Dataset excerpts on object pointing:

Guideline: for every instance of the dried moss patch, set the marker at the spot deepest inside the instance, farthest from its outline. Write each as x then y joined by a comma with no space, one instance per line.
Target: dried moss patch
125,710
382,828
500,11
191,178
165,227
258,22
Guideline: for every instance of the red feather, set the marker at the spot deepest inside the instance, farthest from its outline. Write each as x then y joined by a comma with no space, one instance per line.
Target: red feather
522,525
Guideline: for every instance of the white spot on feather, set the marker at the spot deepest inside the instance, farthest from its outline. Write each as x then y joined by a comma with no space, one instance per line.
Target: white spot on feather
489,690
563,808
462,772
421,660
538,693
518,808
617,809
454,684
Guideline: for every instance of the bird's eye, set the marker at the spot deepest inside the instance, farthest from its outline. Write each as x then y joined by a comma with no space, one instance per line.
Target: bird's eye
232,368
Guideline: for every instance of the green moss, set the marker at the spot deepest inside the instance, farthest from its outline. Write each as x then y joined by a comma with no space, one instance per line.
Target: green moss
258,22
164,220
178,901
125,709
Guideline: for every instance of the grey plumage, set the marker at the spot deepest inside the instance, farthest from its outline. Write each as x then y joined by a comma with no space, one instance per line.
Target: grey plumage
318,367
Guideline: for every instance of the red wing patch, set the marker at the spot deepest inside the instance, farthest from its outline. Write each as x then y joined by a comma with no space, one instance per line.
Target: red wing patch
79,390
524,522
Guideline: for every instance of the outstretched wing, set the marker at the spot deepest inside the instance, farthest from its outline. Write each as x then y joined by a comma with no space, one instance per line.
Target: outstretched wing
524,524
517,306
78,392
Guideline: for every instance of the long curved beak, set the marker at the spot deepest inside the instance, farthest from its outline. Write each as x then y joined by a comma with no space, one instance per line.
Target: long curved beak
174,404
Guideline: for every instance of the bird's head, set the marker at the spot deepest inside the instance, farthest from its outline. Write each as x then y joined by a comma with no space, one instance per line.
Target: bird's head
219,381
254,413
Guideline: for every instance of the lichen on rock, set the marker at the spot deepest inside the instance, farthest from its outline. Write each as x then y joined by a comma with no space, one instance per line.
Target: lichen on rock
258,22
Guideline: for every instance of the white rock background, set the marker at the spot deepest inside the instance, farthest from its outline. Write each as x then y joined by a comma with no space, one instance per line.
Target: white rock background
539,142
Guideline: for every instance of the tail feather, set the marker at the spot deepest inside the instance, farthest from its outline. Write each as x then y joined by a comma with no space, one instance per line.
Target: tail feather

YOUR TASK: Update the lines from the one containing "Guideline: for every instance of the outstretched" through the end of the records by replacing "outline" with "boundary" wherever it appears, and leave all other text unchanged. Give only those lines.

SOLUTION:
Guideline: for every instance of the outstretched wing, set the marker at the spot deepest inside the instance, farthest from its boundary. Write each as x then y joined by a comma with no space, one instance per line.
Target: outstretched wing
524,524
517,306
78,392
Guideline: for every instance of the long curved beak, set the marker at the spot deepest inside the instance, farthest from its boundary. Write each as x then y joined by a comma with no space, one instance per line.
Target: long curved beak
174,404
Guideline: for every instance of the bird's head, set the marker at the spot deepest inside the instance, farthest from its boundary. Write each as x then y joined by a comma with no space, one instance per line.
Target: bird's head
219,381
254,413
Guideline: for every instance of the lichen on rock, set the marker at the spot deepest inside the instance, farthest from its boundary. Write each as x then y joined by a comma with no space, one instance per line.
Target: lichen on rock
258,22
Guideline: for every instance of the white rock background, set the marker at the spot deepest inside the instance, farthest from its boundary. Write each as x then y joined by a comma with no space, one instance per line.
Target: white rock background
539,142
Guideline: for every instance of the tail feather, set the marker at the spot deepest inside the instance, farthest from its boundary. Write each as x then y joined by a comma with no space, one instance per line.
Target: tail feather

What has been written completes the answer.